• What to do:
Reproduce the passage of the R environments article below, from "Silva SciDAV: Not" up to and including "let me know!".

• Text passage:
=====

Silva SciDAV: Not really an acronym · Technology and Tools · R environments and argument passing

R environments and argument passing

Publication date: Jul 23, 2009 6:38:44 PM

(or, My God!  It's full of LISP!)

This article presupposes a reasonable knowledge of the R statistical programming environment. I highly recommend it, but you're not going to learn the basics here! I will, however, attempt to shed some light on some technical issues you might run into when scripting with formula objects. This would most likely be for model fitting and plotting using the excellent lattice package, but I'd be happy to hear about other applications. The only reason I'm writing about this is because I have not seen any coherent explanation of this stuff anywhere.  If you know of a better write-up somewhere, please let me know!

=====

• Recorded information:
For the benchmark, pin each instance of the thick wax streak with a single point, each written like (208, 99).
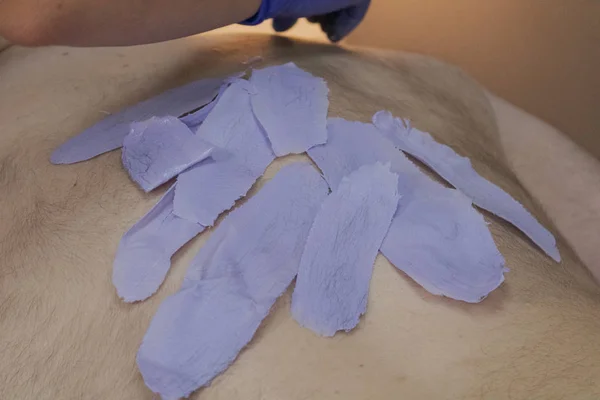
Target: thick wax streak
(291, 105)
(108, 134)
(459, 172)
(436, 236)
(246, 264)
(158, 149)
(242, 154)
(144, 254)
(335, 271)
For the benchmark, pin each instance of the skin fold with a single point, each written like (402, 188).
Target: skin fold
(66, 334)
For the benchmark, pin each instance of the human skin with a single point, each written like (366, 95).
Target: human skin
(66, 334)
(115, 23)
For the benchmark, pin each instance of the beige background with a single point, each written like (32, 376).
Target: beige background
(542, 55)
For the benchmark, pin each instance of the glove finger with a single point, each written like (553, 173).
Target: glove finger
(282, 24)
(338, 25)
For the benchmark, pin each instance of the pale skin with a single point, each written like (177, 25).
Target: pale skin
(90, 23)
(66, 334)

=====

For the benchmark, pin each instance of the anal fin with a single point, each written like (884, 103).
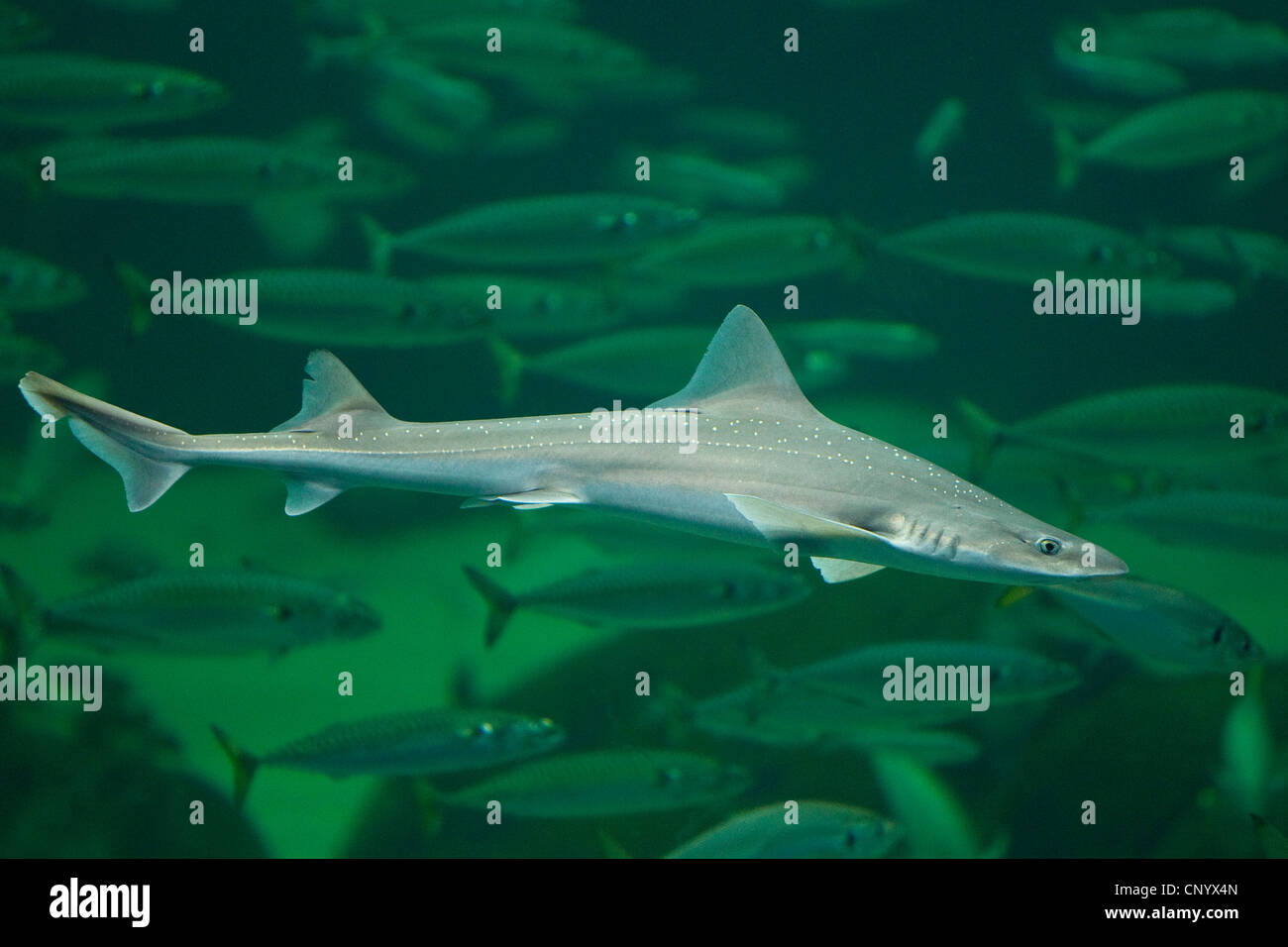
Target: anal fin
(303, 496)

=====

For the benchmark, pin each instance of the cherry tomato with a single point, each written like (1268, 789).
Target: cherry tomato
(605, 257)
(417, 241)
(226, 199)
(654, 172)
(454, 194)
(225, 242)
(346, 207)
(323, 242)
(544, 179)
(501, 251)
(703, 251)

=====

• Solution for this exercise:
Silva SciDAV: Not really an acronym · Technology and Tools · R environments and argument passing

R environments and argument passing

Publication date: Jul 23, 2009 6:38:44 PM

(or, My God!  It's full of LISP!)

This article presupposes a reasonable knowledge of the R statistical programming environment. I highly recommend it, but you're not going to learn the basics here! I will, however, attempt to shed some light on some technical issues you might run into when scripting with formula objects. This would most likely be for model fitting and plotting using the excellent lattice package, but I'd be happy to hear about other applications. The only reason I'm writing about this is because I have not seen any coherent explanation of this stuff anywhere.  If you know of a better write-up somewhere, please let me know!